# Problem
According to the 2012 Selected Partners descriptions below, how much does MET spend on repairs for each household?

# Document segment
>>>>>
View the 2012 Selected Partners by clicking on the + next to each name.
Green Doors received a $50,000 award to provide on-site supportive housing services to residents of its permanent supportive housing in Austin, Texas. Grant funds are helping to provide supportive housing services to 75 residents of three Green Doors properties: Pecan Springs Commons in Northeast Austin, Glen Oaks Corner in Central East Austin, and Treaty Oaks in South Central Austin. Residents at Green Doors properties all have a disability and earn no more than 30% of the area’s median family income. Green Doors’ supportive housing services are grounded on three components: (1) case management, (2) training and effective community support utilization, and (3) housing stability support. With funding from the Texas Foundations Fund, Green Doors will equip its residents with the tools they need to maintain stable housing and become financially self-sufficient.
Foundation Communities is utilizing a $50,000 award to fund on-site supportive housing services for the residents of multifamily apartment complexes in Austin, Texas. The grant is enabling Foundation Communities to enhance supportive housing services for two specific populations at risk of homelessness: homeless single adults and homeless families with children. Foundation Communities serves 582 individuals and 129 families through these supportive housing services programs each year. This grant supports the direct costs associated with the provision of supportive housing services, including the salaries of the Supportive Service Coordinators, Case Managers and the Director of Supportive Housing.
MET received a $50,000 award to perform critical repairs on ten farmworker owner-occupied homes in Willacy, Starr, Zavala, Maverick, and Dimmitt counties. MET is focusing these funds on houses that are severely substandard and require significant resources to bring homes up to standard. MET is leveraging their Texas Foundations Fund grant with $60,000 from their Migrant & Seasonal Farmworker Housing Assistance Program, which is funded by the U.S. Department of Labor Migrant and Seasonal Farmworker Jobs Program. Together, these funding sources are helping MET provide $11,000 in repairs for each household.
Austin Habitat for Humanity was awarded $30,000 to provide critical home repairs for at leastthree households through its Home Repair Program. Through this program, Austin Habitat for Humanity assists very low-income homeowners whose homes have structural deficiencies, and safety, accessibility and livability issues. Based on previous critical home repair projects, Austin Habitat for Humanity anticipated that each home repair will cost approximately $10,000. All households assisted with funding from the Texas Foundations Fund have at least one household member with a disability.
<<<<<
# Data extract
>>>>>
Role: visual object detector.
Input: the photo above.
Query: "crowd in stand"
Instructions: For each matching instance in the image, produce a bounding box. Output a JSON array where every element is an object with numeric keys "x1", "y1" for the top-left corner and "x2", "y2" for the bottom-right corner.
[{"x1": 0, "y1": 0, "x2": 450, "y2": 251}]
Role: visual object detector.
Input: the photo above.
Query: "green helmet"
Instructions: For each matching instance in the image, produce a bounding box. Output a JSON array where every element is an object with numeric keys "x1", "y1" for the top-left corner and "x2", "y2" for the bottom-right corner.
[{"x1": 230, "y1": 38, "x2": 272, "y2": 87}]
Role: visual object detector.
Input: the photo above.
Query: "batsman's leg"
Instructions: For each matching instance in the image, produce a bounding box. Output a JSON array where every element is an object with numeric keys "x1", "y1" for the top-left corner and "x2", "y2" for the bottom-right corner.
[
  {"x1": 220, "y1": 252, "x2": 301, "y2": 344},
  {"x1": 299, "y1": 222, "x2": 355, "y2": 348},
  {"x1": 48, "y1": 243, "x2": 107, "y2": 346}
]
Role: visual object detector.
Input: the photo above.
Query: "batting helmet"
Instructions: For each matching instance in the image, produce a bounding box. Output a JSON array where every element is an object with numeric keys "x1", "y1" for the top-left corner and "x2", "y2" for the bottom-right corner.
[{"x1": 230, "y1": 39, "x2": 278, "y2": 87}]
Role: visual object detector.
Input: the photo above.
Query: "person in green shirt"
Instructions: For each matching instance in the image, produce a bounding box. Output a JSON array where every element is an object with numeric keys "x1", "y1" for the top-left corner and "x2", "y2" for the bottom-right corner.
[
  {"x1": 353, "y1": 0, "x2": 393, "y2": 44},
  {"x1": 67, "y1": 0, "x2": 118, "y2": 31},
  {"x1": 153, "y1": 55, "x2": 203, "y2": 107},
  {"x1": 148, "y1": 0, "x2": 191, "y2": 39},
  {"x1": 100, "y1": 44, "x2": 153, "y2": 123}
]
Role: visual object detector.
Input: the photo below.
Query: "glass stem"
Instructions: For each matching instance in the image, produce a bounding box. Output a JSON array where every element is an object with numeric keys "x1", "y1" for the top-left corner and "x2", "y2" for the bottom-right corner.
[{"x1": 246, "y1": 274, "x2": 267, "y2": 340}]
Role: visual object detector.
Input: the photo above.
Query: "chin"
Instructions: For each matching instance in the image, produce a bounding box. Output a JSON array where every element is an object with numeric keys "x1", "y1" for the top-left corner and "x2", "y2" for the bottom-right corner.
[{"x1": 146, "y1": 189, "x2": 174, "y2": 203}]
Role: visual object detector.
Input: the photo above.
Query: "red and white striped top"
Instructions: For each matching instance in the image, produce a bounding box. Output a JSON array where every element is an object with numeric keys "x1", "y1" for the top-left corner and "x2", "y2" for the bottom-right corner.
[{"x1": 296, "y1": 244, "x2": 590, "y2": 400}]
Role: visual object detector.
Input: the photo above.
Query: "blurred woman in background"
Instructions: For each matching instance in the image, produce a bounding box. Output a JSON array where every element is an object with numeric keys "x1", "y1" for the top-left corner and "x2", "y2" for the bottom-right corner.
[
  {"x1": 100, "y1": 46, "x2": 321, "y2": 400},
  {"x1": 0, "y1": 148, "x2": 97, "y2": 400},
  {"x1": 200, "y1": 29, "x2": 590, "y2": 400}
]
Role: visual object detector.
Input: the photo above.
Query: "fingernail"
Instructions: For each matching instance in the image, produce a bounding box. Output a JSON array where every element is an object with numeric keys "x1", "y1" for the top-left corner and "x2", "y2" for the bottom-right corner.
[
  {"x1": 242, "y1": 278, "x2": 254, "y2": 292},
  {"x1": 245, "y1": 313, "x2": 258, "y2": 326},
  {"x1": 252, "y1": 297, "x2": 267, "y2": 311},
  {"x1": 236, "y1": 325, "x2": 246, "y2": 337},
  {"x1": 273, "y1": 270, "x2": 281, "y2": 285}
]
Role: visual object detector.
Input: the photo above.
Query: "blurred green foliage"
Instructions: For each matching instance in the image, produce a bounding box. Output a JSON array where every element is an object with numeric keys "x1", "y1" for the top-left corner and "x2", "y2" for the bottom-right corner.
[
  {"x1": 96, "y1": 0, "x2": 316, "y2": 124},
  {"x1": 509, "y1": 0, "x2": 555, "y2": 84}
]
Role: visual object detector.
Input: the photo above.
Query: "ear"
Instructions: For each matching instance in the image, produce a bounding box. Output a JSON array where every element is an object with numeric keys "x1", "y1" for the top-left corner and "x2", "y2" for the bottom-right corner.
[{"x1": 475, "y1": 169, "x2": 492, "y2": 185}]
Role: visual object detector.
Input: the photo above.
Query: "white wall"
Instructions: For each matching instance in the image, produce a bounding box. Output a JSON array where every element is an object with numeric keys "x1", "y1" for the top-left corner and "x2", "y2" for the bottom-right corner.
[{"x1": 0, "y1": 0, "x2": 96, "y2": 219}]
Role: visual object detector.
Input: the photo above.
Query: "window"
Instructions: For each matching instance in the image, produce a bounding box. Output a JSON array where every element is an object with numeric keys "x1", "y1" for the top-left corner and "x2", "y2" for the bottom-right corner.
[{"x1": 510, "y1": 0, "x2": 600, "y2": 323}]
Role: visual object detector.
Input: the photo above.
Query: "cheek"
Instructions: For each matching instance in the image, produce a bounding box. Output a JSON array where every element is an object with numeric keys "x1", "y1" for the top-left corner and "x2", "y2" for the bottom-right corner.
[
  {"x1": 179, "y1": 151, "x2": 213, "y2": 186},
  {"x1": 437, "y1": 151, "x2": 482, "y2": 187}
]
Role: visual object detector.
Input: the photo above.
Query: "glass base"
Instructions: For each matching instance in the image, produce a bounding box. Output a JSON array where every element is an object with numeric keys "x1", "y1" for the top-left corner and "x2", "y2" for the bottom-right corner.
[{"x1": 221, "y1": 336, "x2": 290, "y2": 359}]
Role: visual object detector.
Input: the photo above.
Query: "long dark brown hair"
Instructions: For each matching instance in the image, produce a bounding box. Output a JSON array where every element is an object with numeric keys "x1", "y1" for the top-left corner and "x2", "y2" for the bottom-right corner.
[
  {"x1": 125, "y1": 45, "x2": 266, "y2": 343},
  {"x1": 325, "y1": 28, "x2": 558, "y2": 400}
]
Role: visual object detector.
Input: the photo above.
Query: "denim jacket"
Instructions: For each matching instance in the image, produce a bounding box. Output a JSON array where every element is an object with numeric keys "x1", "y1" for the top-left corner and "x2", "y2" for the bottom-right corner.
<<<<<
# Task result
$11,000